--- start of Records provided ---

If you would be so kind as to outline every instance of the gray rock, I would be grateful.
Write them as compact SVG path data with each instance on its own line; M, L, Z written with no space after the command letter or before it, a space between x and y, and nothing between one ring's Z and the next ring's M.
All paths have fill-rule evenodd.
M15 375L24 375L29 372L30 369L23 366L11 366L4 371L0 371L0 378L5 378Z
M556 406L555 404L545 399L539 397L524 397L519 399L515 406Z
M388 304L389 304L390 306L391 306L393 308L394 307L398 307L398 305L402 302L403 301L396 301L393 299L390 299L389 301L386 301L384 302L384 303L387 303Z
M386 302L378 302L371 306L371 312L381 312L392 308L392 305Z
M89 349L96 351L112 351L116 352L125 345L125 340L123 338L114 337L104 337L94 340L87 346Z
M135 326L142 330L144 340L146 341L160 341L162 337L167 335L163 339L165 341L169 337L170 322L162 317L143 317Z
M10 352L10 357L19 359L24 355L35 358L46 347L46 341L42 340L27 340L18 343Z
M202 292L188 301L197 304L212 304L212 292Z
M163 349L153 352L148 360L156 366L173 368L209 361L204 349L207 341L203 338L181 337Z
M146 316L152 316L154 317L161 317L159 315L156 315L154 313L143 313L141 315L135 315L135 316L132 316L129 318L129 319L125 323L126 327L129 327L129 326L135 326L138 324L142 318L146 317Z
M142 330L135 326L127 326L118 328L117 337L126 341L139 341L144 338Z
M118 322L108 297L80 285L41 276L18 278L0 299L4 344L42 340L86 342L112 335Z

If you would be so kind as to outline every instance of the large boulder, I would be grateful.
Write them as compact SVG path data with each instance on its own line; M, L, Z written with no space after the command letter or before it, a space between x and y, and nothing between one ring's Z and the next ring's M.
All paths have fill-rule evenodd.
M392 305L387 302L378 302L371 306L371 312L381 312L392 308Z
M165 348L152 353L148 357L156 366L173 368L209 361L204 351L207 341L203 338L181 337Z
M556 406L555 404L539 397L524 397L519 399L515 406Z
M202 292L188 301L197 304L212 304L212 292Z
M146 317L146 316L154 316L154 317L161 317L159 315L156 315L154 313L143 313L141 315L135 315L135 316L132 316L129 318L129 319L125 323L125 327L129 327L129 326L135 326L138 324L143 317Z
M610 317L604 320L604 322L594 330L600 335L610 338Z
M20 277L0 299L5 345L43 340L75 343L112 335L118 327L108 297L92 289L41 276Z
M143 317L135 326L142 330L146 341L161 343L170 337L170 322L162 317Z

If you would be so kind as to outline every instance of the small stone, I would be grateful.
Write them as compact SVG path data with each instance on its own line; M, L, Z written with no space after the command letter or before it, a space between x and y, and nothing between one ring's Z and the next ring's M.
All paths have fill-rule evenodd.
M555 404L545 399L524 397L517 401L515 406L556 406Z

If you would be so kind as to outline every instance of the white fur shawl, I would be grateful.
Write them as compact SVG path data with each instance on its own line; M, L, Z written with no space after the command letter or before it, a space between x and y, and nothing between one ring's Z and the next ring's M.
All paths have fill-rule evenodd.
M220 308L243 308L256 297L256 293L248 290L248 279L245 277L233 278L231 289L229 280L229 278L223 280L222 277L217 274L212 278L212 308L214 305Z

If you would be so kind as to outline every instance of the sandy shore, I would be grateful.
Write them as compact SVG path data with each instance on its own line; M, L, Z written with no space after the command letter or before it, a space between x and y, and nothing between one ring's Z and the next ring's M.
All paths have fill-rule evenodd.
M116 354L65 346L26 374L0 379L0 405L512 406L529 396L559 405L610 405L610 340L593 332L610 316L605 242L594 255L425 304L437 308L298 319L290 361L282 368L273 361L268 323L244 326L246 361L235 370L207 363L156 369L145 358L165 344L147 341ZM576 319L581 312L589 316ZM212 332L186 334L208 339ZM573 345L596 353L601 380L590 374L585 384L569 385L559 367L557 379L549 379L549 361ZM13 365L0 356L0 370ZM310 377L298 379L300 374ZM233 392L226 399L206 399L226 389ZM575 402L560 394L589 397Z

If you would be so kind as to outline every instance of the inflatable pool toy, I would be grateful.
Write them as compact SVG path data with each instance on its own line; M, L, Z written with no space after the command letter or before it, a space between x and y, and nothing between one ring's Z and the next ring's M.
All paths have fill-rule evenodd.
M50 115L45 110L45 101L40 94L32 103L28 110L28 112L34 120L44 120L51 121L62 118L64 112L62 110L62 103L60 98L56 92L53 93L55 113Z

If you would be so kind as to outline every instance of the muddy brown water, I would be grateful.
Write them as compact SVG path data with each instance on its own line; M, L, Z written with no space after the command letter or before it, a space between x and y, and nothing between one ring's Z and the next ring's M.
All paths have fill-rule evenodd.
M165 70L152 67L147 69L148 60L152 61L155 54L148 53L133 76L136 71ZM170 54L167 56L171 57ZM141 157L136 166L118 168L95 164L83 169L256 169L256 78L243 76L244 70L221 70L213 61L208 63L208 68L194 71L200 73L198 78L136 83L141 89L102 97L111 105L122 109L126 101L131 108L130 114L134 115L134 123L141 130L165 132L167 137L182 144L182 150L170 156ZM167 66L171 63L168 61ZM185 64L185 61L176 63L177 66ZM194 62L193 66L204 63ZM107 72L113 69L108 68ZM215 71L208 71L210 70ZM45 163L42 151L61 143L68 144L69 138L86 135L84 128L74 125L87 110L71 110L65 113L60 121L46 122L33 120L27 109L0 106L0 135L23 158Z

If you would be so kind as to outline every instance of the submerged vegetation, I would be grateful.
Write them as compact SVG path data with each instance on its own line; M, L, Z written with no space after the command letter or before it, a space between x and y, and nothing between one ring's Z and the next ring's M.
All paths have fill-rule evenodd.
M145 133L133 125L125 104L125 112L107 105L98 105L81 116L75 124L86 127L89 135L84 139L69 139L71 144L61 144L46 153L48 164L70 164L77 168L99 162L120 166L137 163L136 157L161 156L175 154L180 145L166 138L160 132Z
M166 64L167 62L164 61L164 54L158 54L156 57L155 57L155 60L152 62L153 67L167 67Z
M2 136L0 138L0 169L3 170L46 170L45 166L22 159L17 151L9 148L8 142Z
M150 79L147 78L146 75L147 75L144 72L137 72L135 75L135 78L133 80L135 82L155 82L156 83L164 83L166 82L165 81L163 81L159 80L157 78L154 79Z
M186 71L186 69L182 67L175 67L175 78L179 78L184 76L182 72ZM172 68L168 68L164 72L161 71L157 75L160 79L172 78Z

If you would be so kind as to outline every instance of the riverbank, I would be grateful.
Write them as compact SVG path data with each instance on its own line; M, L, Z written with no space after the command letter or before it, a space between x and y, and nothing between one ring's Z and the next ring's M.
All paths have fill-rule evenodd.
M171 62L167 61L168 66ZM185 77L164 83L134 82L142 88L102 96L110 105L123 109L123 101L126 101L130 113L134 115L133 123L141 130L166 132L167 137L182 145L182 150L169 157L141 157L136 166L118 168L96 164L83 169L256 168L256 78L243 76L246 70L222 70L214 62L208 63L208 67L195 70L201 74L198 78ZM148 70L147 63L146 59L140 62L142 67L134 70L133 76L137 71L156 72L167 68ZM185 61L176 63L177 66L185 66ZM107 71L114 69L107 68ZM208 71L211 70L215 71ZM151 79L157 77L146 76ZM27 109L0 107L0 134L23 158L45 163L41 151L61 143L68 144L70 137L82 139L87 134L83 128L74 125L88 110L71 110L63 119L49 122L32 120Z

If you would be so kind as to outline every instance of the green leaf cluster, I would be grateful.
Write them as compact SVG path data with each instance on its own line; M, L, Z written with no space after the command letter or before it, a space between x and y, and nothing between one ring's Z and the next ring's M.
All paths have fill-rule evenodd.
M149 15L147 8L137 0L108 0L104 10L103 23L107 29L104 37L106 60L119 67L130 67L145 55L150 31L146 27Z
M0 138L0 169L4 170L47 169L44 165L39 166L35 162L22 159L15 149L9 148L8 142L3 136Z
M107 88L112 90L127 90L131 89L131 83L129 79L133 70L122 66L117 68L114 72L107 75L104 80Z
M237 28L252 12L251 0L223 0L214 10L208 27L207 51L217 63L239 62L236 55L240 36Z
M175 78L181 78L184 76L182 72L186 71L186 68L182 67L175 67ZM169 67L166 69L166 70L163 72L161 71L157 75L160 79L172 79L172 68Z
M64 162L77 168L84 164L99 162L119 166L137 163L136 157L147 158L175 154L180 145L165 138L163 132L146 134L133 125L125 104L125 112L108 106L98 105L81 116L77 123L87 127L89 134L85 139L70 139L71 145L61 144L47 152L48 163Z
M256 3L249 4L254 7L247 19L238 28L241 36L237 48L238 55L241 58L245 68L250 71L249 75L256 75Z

--- end of Records provided ---

▸ **Task goal**: Render the source data as a Markdown table, beginning with its first line and continuing through the line containing "M89 349L96 351L112", with both of those lines included. Use the columns Line No. and Line Content, numbering each line and leaving out any blank lines.

▸ **Task response**:
| Line No. | Line Content |
|---|---|
| 1 | If you would be so kind as to outline every instance of the gray rock, I would be grateful. |
| 2 | Write them as compact SVG path data with each instance on its own line; M, L, Z written with no space after the command letter or before it, a space between x and y, and nothing between one ring's Z and the next ring's M. |
| 3 | All paths have fill-rule evenodd. |
| 4 | M15 375L24 375L29 372L30 369L23 366L11 366L4 371L0 371L0 378L5 378Z |
| 5 | M556 406L555 404L545 399L539 397L524 397L519 399L515 406Z |
| 6 | M388 304L389 304L390 306L391 306L393 308L394 307L398 307L398 305L402 302L403 301L396 301L393 299L390 299L389 301L386 301L384 302L384 303L387 303Z |
| 7 | M386 302L378 302L371 306L371 312L381 312L392 308L392 305Z |
| 8 | M89 349L96 351L112 351L116 352L125 345L125 340L123 338L114 337L104 337L94 340L87 346Z |